━━ Extracted material ━━

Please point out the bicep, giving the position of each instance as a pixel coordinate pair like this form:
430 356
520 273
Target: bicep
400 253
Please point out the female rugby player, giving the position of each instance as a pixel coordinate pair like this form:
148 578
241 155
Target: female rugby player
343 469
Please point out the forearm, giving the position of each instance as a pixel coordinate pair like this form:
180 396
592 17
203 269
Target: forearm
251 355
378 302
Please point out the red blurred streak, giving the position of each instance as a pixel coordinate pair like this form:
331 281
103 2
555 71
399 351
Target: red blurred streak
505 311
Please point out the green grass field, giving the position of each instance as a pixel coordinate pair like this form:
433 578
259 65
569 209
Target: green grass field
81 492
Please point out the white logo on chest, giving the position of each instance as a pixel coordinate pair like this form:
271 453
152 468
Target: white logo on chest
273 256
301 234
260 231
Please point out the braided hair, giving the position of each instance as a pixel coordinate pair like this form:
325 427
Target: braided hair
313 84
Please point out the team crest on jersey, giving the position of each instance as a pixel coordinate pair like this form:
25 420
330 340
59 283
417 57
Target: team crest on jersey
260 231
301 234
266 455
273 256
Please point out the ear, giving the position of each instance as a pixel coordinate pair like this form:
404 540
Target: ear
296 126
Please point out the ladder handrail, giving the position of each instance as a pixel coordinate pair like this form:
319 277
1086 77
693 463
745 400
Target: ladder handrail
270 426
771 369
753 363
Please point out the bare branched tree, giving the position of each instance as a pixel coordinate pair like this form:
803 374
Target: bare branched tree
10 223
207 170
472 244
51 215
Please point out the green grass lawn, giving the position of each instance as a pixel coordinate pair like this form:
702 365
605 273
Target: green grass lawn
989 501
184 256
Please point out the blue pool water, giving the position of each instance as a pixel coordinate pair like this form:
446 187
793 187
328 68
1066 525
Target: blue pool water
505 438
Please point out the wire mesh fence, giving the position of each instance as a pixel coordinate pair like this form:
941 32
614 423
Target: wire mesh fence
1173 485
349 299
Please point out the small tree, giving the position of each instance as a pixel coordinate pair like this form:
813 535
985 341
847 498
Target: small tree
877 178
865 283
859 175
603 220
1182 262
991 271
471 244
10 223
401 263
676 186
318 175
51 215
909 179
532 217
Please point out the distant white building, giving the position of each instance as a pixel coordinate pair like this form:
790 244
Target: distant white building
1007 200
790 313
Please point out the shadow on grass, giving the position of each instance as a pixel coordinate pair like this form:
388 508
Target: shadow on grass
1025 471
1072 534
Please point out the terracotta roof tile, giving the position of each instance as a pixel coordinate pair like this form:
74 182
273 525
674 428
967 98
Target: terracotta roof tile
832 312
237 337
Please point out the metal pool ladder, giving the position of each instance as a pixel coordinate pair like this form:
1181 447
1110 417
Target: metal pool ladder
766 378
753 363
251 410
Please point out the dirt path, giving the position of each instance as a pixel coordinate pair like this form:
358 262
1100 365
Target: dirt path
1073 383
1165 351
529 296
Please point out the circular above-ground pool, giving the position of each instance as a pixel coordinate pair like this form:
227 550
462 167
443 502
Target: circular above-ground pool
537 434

━━━

Work required> Restate every record above, exactly, in full.

Solution below>
Please point out the bicep, giving the position of each instance as a pixel coordinate pair like this form:
430 356
520 273
Target: bicep
400 253
Please point out the female rugby player, giving the position of each instance as a pixel coordinate pair like this form:
148 578
241 155
Target: female rugby player
343 469
Please point out the forearm, giving the position of each instance as a pixel coordinate pair like this form:
180 396
592 17
203 269
Target: forearm
251 355
378 302
Please point out the red blurred streak, giving the position of each instance as a pixel coordinate pair like this form:
331 281
103 2
555 71
399 351
Target: red blurred streak
505 311
Please point out the green grass field, giving the position of each instance as a pixel coordinate pair like this form:
433 578
259 65
569 209
Target: green grass field
81 492
Please point out the white logo on chest, giving the position of each instance as a pixel coordinate pair like this form:
271 453
152 468
Target: white logo on chest
273 256
301 234
260 231
Please point out the braided hair, giving the position of each instance as a pixel coordinate pair like this form:
325 427
Target: braided hair
313 84
Please point out the team crest on jersey, giving the position of each instance as a pixel coordinate pair like this form:
25 420
330 340
59 283
417 57
Target: team crest on jersey
260 231
301 234
266 455
273 256
Please point out the ear, giving the position of each instance as a pixel coordinate pair like this form:
404 540
Target: ear
296 126
Please point out the ladder handrail, giving the position of each instance as a pixel coordinate pair like this form:
319 277
1086 77
693 463
745 400
Target: ladder handrail
270 426
771 369
753 363
Please point out the bare branched tree, giving the position of each instance as a pixel coordinate pair like this form:
803 374
Target: bare branched tree
10 223
207 170
472 244
51 215
Please point out the green grass lawn, giving the position of each instance as a pixel coordinate pair like this form:
702 365
605 273
Target: green grass lawn
989 501
184 256
Please point out the blue pool water, giving the position of each instance as a pixel coordinate pair like this form:
446 187
793 187
328 68
1066 525
Target: blue pool water
505 438
Please point out the wire mesh fence, giving the position of each instance as a pixel coordinate pair like this form:
941 32
614 423
Target: wire mesh fence
1173 485
349 299
Please point out the small tree, giving the position of each instance as a pixel coordinate pair like this form:
813 535
985 341
847 498
Target: small tree
877 178
865 283
859 175
603 220
1182 262
991 271
471 244
10 223
401 263
676 186
318 175
51 215
909 179
532 217
Please point out the distant white building, giving the position of each instance as a pixel coordinate pair like this form:
790 244
Target: distant white building
1007 200
790 313
Please point out the shadow on grass, giving the position of each instance as a pixel coordinate pair like this form:
388 508
Target: shadow on grass
1025 471
1072 534
Please point out the terracotta roof tile, giving the position of each instance as a pixel coordinate pair like this form:
74 182
273 525
674 428
967 98
Target: terracotta roof tile
832 312
237 337
Please point out the metal pool ladder, giving the position of each instance as a pixel coordinate pair like this form:
1181 447
1110 417
Target: metal pool ladder
766 378
753 363
251 410
Please point out the dirt path, giving the position of each instance as a pixel coordinate pair like this form:
358 262
1100 365
Target: dirt path
1073 383
1165 351
529 296
Please point out the circular above-ground pool, giving the position of each instance as a pixel coordinate pair like this form:
227 550
462 167
443 502
Target: circular above-ground pool
537 434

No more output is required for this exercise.